Exercise brief: Count the lines in the three blocks below that contain the word "card", with case counting, and give only the number.

** BEGIN Records for the exercise **

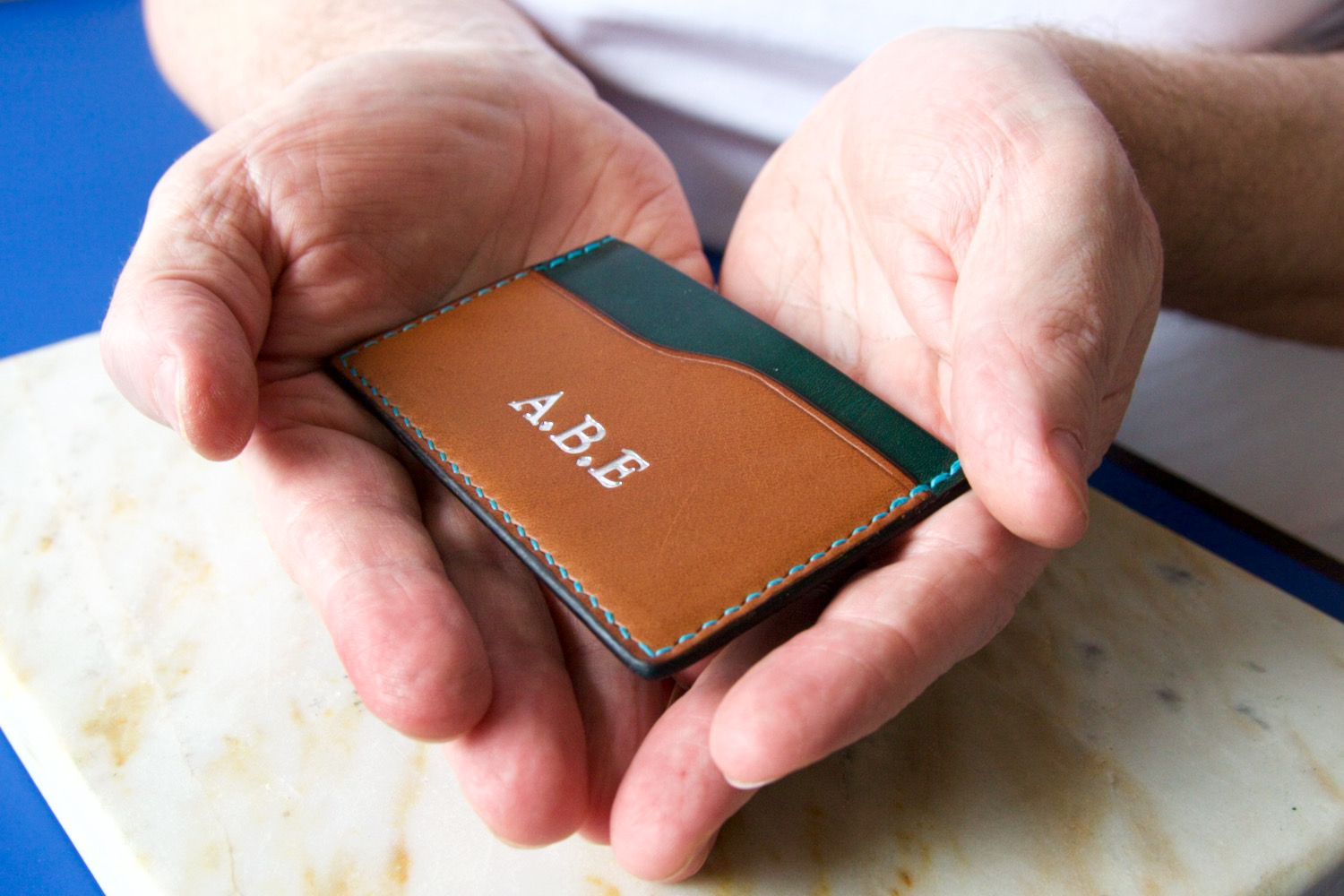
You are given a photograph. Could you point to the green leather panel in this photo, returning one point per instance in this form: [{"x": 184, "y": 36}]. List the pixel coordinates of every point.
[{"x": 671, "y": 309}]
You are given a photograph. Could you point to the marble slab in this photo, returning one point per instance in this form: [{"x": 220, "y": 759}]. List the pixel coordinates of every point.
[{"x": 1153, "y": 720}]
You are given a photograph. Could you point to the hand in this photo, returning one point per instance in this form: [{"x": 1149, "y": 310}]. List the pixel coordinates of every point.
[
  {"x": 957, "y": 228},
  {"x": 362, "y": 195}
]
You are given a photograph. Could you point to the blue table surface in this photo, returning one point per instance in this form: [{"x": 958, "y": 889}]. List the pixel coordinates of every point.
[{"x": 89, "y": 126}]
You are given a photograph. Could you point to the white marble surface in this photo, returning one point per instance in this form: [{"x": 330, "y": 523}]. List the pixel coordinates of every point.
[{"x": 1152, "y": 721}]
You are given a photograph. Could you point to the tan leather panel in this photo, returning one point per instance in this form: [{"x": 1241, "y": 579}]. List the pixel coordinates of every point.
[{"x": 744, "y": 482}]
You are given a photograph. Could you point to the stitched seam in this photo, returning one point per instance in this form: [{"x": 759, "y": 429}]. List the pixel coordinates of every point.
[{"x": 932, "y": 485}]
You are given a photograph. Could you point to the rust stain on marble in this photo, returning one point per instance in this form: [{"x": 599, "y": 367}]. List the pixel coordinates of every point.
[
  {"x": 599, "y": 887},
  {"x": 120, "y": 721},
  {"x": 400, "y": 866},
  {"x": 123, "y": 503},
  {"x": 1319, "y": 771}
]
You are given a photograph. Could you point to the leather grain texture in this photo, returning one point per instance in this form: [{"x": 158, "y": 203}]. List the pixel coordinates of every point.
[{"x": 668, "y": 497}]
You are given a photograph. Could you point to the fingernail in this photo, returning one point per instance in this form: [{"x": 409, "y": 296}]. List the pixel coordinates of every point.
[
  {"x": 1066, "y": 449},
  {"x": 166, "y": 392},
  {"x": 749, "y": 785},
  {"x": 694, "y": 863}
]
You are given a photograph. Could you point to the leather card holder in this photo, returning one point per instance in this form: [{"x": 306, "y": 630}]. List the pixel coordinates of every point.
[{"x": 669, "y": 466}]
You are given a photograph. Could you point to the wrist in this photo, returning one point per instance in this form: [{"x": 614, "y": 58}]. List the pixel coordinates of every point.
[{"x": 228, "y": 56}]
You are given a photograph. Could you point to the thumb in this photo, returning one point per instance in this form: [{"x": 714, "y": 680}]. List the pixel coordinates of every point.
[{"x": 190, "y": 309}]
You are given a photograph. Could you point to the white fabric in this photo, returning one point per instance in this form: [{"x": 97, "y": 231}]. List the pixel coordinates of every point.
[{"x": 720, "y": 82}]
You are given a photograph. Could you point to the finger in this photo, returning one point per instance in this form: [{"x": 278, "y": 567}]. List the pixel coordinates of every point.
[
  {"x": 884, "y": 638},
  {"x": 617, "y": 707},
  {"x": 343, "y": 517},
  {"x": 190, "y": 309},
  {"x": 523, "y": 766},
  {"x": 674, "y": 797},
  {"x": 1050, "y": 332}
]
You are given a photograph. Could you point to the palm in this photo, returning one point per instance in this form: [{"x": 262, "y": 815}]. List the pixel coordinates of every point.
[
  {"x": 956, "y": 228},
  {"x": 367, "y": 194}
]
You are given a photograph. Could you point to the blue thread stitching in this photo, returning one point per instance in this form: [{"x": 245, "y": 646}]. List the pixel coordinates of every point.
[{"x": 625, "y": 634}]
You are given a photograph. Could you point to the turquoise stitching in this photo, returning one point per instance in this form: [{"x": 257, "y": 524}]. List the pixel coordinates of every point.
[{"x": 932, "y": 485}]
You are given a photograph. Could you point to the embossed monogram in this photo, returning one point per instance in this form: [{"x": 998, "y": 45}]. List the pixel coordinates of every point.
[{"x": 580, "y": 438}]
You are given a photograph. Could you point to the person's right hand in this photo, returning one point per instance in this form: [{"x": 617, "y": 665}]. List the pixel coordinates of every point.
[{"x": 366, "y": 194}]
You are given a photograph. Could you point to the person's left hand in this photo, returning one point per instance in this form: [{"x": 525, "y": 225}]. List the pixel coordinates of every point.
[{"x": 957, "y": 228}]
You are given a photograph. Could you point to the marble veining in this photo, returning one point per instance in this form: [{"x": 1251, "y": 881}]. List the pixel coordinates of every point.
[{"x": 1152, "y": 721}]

** END Records for the exercise **
** BEGIN Records for the exercise **

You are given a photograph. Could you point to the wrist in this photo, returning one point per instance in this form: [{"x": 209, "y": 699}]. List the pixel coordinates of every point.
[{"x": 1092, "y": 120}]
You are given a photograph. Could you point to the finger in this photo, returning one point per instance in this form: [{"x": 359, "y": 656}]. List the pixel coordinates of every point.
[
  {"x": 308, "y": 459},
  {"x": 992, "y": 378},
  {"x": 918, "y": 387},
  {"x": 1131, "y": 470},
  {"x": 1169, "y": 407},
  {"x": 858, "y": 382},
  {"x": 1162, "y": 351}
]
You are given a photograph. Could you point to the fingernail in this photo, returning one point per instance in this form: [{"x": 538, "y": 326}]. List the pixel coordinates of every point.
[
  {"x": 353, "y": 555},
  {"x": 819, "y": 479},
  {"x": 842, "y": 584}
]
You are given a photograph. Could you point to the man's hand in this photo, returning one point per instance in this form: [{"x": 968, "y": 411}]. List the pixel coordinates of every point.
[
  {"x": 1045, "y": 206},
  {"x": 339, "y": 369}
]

** END Records for the exercise **
** BEGIN Records for the exercise **

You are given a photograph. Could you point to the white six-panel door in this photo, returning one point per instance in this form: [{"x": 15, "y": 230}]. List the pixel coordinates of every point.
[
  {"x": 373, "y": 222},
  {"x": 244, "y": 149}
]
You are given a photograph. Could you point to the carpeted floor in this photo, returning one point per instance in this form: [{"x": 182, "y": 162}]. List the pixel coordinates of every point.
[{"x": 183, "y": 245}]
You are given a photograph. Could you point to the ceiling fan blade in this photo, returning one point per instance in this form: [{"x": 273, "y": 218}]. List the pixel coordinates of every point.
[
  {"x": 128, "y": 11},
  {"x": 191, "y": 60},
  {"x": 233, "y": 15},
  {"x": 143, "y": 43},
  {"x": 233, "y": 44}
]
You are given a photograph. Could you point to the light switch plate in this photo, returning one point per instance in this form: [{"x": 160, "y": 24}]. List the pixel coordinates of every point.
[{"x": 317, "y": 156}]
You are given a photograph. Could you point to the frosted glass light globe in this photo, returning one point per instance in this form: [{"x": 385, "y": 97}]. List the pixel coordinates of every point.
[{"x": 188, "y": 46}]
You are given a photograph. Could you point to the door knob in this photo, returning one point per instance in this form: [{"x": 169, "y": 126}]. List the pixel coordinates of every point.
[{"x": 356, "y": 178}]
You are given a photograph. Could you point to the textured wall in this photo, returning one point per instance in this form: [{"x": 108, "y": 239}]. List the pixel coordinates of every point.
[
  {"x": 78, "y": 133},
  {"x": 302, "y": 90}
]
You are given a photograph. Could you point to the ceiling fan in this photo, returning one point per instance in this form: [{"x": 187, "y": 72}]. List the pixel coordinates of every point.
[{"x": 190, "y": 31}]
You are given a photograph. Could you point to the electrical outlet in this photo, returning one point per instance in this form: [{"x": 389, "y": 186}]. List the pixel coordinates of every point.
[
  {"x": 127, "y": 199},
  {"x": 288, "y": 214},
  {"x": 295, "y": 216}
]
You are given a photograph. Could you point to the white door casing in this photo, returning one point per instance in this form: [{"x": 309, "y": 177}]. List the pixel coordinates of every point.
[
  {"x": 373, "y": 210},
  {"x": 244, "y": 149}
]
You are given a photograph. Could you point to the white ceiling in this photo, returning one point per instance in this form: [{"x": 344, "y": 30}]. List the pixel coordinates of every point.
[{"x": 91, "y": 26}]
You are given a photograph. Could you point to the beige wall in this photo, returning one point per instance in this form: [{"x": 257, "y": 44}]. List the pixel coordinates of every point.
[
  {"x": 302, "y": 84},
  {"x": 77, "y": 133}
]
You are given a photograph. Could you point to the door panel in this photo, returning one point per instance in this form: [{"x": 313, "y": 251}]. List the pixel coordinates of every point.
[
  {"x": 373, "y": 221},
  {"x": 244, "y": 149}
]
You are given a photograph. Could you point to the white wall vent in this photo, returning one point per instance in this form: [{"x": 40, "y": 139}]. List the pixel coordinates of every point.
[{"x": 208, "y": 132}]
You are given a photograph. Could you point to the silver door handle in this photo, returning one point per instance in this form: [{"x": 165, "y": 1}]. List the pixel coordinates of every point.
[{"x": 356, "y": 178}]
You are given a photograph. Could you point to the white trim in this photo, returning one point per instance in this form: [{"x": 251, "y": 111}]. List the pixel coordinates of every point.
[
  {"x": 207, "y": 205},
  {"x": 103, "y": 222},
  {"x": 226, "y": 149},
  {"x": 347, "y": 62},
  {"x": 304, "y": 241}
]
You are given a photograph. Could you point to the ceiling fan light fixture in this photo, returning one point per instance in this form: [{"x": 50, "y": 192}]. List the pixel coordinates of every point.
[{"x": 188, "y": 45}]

** END Records for the exercise **

Task output: 1